───── Source data ─────

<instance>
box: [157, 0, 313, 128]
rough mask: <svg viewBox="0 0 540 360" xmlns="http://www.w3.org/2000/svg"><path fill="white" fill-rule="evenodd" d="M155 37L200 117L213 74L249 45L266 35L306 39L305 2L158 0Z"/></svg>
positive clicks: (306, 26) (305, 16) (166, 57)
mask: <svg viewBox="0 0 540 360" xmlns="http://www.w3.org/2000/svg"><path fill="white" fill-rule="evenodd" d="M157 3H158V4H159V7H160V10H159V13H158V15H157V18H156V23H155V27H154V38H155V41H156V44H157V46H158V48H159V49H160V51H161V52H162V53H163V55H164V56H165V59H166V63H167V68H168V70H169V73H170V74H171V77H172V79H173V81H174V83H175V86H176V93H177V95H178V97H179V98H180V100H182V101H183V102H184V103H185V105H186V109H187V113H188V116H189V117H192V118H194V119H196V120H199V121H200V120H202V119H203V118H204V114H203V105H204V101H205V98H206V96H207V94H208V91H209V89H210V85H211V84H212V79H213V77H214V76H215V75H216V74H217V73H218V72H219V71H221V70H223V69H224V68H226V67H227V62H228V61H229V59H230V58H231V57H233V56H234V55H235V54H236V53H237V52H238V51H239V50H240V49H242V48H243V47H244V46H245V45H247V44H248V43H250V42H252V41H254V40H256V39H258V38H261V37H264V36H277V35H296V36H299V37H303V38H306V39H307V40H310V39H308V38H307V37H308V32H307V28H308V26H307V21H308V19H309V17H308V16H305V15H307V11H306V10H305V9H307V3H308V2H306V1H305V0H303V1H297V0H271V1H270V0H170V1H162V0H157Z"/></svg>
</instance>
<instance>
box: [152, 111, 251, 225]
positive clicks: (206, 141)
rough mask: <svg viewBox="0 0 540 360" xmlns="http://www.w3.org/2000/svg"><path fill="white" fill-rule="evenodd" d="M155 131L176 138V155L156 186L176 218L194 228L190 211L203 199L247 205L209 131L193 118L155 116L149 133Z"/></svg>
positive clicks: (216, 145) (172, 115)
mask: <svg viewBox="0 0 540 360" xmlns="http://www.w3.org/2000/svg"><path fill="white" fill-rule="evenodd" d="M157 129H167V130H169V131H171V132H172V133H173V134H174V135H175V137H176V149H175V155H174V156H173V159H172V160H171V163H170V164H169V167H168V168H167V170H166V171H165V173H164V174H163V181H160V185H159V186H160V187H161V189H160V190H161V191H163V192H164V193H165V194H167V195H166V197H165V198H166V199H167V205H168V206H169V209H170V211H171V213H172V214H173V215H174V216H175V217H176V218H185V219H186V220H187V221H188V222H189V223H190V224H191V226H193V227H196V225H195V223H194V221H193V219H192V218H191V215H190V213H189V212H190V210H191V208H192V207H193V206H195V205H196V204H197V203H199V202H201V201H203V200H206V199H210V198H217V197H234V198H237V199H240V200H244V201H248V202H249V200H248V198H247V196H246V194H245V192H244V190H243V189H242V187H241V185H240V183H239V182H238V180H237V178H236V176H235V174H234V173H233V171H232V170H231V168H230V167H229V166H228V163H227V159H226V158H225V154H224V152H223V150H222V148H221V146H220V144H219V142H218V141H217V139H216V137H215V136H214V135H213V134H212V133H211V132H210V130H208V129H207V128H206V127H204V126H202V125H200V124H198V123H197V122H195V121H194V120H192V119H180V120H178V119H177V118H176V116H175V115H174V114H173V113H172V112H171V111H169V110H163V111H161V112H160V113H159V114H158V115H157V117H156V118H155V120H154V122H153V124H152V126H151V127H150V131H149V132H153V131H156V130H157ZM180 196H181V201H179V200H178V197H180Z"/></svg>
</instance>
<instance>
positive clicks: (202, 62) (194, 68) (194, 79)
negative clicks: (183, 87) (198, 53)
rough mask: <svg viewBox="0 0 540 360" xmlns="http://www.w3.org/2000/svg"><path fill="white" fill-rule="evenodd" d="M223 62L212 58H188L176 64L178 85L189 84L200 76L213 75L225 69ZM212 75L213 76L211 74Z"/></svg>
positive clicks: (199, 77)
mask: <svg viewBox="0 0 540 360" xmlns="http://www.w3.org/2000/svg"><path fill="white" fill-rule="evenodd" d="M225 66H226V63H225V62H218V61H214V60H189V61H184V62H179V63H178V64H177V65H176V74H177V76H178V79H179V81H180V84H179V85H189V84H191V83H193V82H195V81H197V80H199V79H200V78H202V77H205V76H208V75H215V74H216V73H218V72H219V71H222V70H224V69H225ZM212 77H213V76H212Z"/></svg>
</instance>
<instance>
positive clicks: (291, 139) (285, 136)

─────

▸ **Brief**: Print every line of the entries above again, character for character and unchanged.

▸ **Solution**:
<instance>
box: [157, 0, 313, 128]
rough mask: <svg viewBox="0 0 540 360" xmlns="http://www.w3.org/2000/svg"><path fill="white" fill-rule="evenodd" d="M155 37L200 117L213 74L249 45L266 35L306 39L305 2L158 0Z"/></svg>
positive clicks: (306, 26) (305, 16) (166, 57)
mask: <svg viewBox="0 0 540 360" xmlns="http://www.w3.org/2000/svg"><path fill="white" fill-rule="evenodd" d="M157 3H158V4H159V7H160V10H159V13H158V15H157V18H156V23H155V27H154V38H155V41H156V44H157V46H158V48H159V49H160V51H161V52H162V53H163V55H164V56H165V59H166V63H167V68H168V70H169V73H170V74H171V77H172V79H173V81H174V83H175V86H176V93H177V95H178V97H179V98H180V100H182V101H183V102H184V103H185V105H186V109H187V113H188V116H189V117H192V118H194V119H196V120H199V121H200V120H202V119H203V118H204V114H203V105H204V101H205V98H206V96H207V94H208V91H209V89H210V85H211V84H212V79H213V77H214V76H215V75H216V74H217V73H218V72H219V71H221V70H223V69H224V68H226V67H227V62H228V61H229V59H230V58H231V57H233V56H234V55H235V54H236V53H237V52H238V51H239V50H240V49H242V48H243V47H244V46H245V45H247V44H248V43H250V42H252V41H254V40H256V39H258V38H261V37H264V36H277V35H296V36H299V37H303V38H306V39H307V40H310V39H308V38H307V37H308V32H307V28H308V26H307V21H308V19H309V17H308V16H305V15H307V11H306V10H305V9H307V3H308V2H306V1H305V0H303V1H297V0H271V1H270V0H170V1H162V0H157Z"/></svg>
</instance>
<instance>
box: [152, 111, 251, 225]
positive clicks: (206, 141)
rough mask: <svg viewBox="0 0 540 360" xmlns="http://www.w3.org/2000/svg"><path fill="white" fill-rule="evenodd" d="M155 131L176 138V155L156 186L176 218L194 228L190 211L203 199L247 205L209 131L193 118L155 116L149 133Z"/></svg>
positive clicks: (216, 145) (172, 115)
mask: <svg viewBox="0 0 540 360" xmlns="http://www.w3.org/2000/svg"><path fill="white" fill-rule="evenodd" d="M157 129H167V130H169V131H171V132H172V133H173V134H174V135H175V137H176V149H175V155H174V156H173V159H172V160H171V163H170V164H169V167H168V168H167V170H166V171H165V173H164V174H163V181H160V185H159V186H160V187H161V189H160V190H161V191H163V192H164V193H165V194H167V195H166V197H165V198H166V199H167V205H168V206H169V209H170V211H171V213H172V214H173V215H174V216H175V217H176V218H185V219H186V220H187V221H188V222H189V223H190V224H191V226H193V227H196V225H195V223H194V221H193V219H192V218H191V215H190V213H189V212H190V210H191V208H192V207H193V206H195V205H196V204H197V203H199V202H201V201H203V200H206V199H210V198H217V197H234V198H237V199H240V200H244V201H248V202H249V200H248V198H247V196H246V194H245V192H244V190H243V189H242V187H241V185H240V183H239V182H238V180H237V178H236V176H235V174H234V173H233V171H232V170H231V168H230V167H229V166H228V163H227V159H226V158H225V154H224V152H223V150H222V148H221V146H220V144H219V142H218V141H217V139H216V137H215V136H214V135H213V134H212V133H211V132H210V130H208V129H207V128H206V127H204V126H202V125H200V124H198V123H197V122H195V121H194V120H192V119H180V120H178V119H177V118H176V116H175V115H174V114H173V113H172V112H171V111H169V110H163V111H161V112H160V113H159V114H158V115H157V117H156V118H155V120H154V122H153V124H152V126H151V127H150V131H149V132H153V131H156V130H157ZM180 196H181V201H179V200H178V197H180Z"/></svg>
</instance>
<instance>
positive clicks: (202, 62) (194, 68) (194, 79)
negative clicks: (183, 87) (198, 53)
rough mask: <svg viewBox="0 0 540 360" xmlns="http://www.w3.org/2000/svg"><path fill="white" fill-rule="evenodd" d="M223 62L212 58H188L176 64L178 85L189 84L200 76L213 75L225 69ZM212 75L213 76L211 74Z"/></svg>
positive clicks: (199, 77)
mask: <svg viewBox="0 0 540 360" xmlns="http://www.w3.org/2000/svg"><path fill="white" fill-rule="evenodd" d="M225 66H226V63H225V62H218V61H214V60H189V61H184V62H179V63H178V64H177V65H176V74H177V76H178V79H179V81H180V84H179V85H189V84H191V83H193V82H195V81H197V80H199V79H200V78H202V77H205V76H208V75H215V74H216V73H218V72H219V71H222V70H224V69H225ZM212 77H213V76H212Z"/></svg>
</instance>
<instance>
positive clicks: (291, 139) (285, 136)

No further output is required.